---------- Texte proposé ----------

Dans la foultitude déconcertante des pitreries grasses, des psychodrames autofictionnels et des resucés de Shakespeare à la sauce techno-plastique, il subsiste dans le OFF du Festival d’Avignon quelques moments de grâce. Bénies soient les Hivernales d’avoir offert au spectateur cette « Théorie des prodiges » !
L’enivrant projet de Marcia Barcellos et Karl Biscuit, brouillon d’un vaste travail chorégraphique destiné au palais de Chaillot en 2016, est à la danse ce que « Gödel, Escher, Bach », de Douglas Hofstadter, est à la littérature : le croisement exact et sensible de la science et de l’esthétique. À peine le rideau s’ouvre-t-il que nos sept chakras commencent à frémir ! Car plus qu’à une expérience sensorielle, c’est à une véritable transe mystico-algébrique que nous sommes conviés.
À l’origine du projet, une tentative explicite de réenchanter le monde. Confirmation immédiate : il en a besoin ! Mais ici pas de pensée magique, car nul n’entre s’il n’est géomètre. « On a remplacé la magie par l’image ; et ce double inversé finit par nous priver d’imaginaire », affirment Barcellos et Biscuit. Alors se succèdent des tableaux qui rétablissent l’ordre des réalités. L’espace scénique devient lui-même lieu de prodige. Le sens de la vie ? C’est l’essence des sens. Le troisième tableau, peut-être le plus animal de tous, met sur le plateau les mouvements saccadés d’étranges créatures aviaires sur un plancher de grilles aux ombres aléatoires. Un bon résumé du projet : la rencontre du corps et de la pensée, de la nature et de la technique.

----------

Citez fidèlement le passage du texte ci-dessus qui s'ouvre sur les mots « À l’origine du » et s'achève sur « de la technique. ». Appuyez-vous uniquement sur le texte ci-dessus.

---------- Données brutes ----------

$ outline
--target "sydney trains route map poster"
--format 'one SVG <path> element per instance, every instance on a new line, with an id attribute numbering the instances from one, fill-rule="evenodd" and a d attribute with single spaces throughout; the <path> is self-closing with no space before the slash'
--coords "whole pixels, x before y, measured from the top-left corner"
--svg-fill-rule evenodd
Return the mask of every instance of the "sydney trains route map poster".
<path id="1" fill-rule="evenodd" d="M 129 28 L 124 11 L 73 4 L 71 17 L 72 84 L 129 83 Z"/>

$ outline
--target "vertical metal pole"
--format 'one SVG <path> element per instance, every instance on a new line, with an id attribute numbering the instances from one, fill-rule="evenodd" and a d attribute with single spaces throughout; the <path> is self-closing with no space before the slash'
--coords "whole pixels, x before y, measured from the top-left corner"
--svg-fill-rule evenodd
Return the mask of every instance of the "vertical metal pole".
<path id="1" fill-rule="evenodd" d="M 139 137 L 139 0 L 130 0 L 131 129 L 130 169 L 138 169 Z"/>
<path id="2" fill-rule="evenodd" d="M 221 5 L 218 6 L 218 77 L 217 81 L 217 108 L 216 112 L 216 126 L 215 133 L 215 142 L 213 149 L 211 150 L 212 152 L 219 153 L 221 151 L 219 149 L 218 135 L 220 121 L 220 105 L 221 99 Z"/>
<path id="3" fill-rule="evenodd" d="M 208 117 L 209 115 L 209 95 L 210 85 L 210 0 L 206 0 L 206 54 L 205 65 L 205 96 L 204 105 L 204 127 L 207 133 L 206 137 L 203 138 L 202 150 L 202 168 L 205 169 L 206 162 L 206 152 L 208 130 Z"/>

----------
---------- Données brutes ----------

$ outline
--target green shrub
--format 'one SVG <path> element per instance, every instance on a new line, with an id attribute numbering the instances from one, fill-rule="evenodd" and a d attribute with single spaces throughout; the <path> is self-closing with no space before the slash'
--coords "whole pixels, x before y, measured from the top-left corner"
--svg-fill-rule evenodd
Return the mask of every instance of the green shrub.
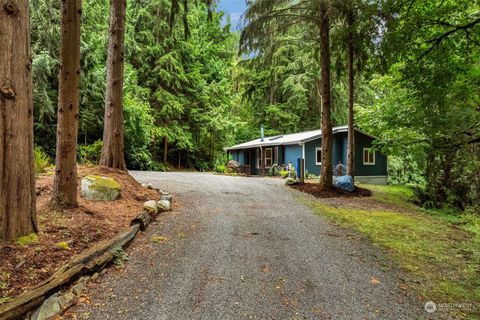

----------

▶ Réponse attendue:
À l’origine du projet, une tentative explicite de réenchanter le monde. Confirmation immédiate : il en a besoin ! Mais ici pas de pensée magique, car nul n’entre s’il n’est géomètre. « On a remplacé la magie par l’image ; et ce double inversé finit par nous priver d’imaginaire », affirment Barcellos et Biscuit. Alors se succèdent des tableaux qui rétablissent l’ordre des réalités. L’espace scénique devient lui-même lieu de prodige. Le sens de la vie ? C’est l’essence des sens. Le troisième tableau, peut-être le plus animal de tous, met sur le plateau les mouvements saccadés d’étranges créatures aviaires sur un plancher de grilles aux ombres aléatoires. Un bon résumé du projet : la rencontre du corps et de la pensée, de la nature et de la technique.